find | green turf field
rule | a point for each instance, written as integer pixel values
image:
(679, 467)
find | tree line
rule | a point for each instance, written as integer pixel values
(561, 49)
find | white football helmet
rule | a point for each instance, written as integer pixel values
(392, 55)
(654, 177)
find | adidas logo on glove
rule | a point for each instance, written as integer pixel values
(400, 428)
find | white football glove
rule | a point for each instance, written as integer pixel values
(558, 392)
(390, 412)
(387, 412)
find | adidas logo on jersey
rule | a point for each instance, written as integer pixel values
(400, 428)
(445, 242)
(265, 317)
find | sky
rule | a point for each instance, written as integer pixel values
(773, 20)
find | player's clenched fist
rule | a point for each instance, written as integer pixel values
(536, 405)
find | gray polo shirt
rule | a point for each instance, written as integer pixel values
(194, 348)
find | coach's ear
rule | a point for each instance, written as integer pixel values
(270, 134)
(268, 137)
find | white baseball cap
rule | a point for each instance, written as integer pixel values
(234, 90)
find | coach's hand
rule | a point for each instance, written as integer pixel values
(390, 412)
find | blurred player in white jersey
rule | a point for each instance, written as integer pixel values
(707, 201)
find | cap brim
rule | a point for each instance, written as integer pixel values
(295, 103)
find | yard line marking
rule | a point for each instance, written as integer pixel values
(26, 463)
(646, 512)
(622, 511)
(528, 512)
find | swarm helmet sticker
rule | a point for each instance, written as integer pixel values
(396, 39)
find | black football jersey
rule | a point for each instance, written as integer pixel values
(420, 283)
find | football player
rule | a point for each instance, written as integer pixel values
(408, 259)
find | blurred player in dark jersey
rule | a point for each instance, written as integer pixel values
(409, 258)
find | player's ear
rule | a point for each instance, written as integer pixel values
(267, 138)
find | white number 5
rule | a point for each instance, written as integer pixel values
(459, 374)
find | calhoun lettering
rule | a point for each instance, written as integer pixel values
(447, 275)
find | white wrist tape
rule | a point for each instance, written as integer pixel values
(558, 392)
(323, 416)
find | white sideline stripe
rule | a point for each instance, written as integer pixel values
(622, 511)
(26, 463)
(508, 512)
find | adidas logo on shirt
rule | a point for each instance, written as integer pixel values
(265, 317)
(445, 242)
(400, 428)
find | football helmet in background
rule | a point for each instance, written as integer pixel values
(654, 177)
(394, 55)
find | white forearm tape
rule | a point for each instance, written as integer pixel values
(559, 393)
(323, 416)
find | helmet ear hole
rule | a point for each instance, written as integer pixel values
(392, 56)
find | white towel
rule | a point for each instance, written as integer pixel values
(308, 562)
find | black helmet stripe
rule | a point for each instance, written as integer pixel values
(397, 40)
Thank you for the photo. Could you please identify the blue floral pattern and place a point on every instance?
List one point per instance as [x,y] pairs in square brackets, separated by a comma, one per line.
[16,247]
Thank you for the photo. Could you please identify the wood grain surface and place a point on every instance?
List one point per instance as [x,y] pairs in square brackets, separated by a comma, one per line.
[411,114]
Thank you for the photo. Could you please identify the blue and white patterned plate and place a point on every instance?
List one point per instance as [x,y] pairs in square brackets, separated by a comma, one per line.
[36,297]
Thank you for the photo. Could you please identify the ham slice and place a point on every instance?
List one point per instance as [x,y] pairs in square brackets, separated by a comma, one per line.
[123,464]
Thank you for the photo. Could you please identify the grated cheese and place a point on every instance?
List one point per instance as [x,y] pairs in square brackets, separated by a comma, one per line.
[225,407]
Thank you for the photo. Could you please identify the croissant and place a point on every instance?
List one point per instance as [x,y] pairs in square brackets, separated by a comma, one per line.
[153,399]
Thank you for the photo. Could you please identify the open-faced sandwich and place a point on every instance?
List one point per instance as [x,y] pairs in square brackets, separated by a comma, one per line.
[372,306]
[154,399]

---

#### EXERCISE INSTRUCTIONS
Look over the records above and filter for each line with the word "football".

#### EXERCISE RESPONSE
find | white football helmet
find | white football glove
find | black football jersey
find | football player
find | football helmet in background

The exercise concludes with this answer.